··· Dataset entries
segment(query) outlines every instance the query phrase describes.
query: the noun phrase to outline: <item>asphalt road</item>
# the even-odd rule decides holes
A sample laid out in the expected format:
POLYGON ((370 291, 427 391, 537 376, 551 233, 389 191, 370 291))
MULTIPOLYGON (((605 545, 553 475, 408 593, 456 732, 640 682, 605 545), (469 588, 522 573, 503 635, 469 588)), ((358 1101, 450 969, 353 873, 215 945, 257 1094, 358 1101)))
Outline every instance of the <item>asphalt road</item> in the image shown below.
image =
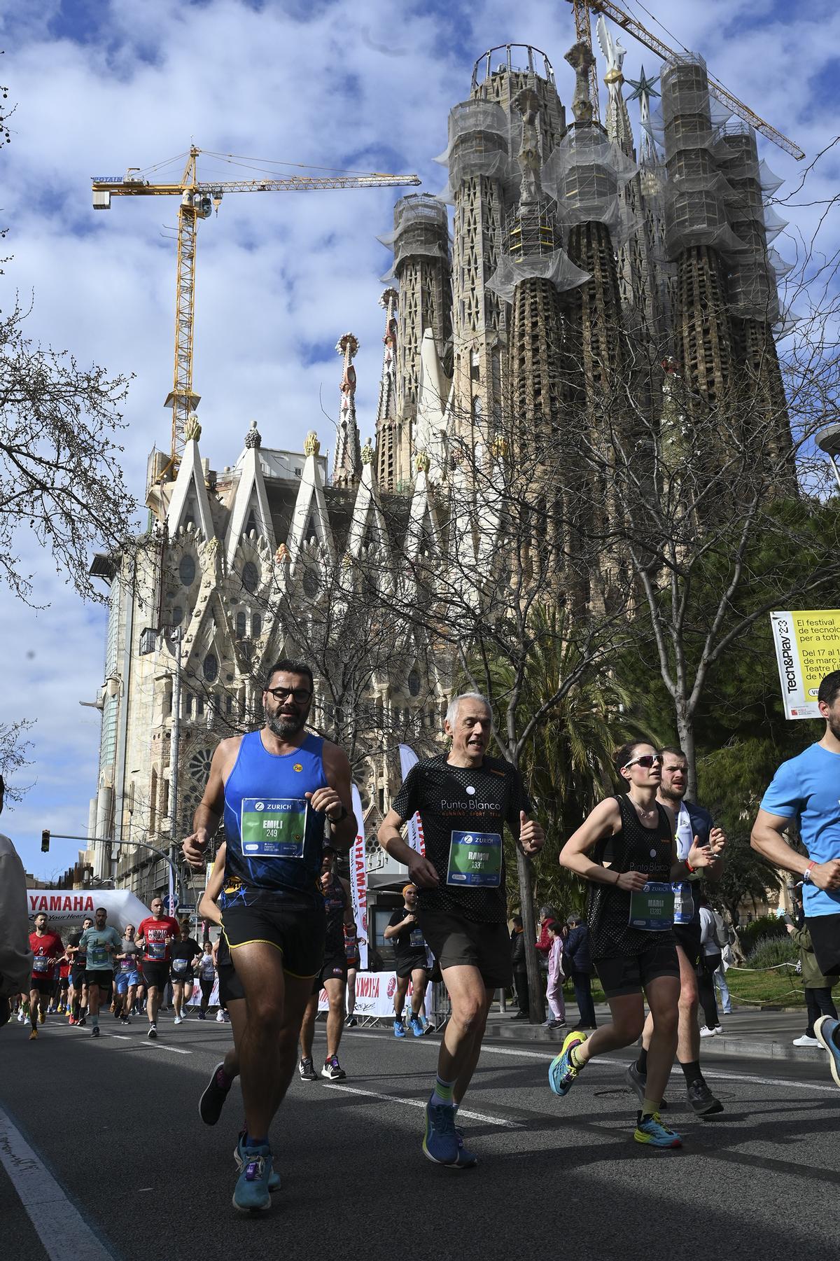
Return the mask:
······
Exercise prompt: Pick out each line of the material that contains the string "image", matching case exactly.

Answer below:
Outline every instance of the <item>asphalt road</item> in the image shown below.
image =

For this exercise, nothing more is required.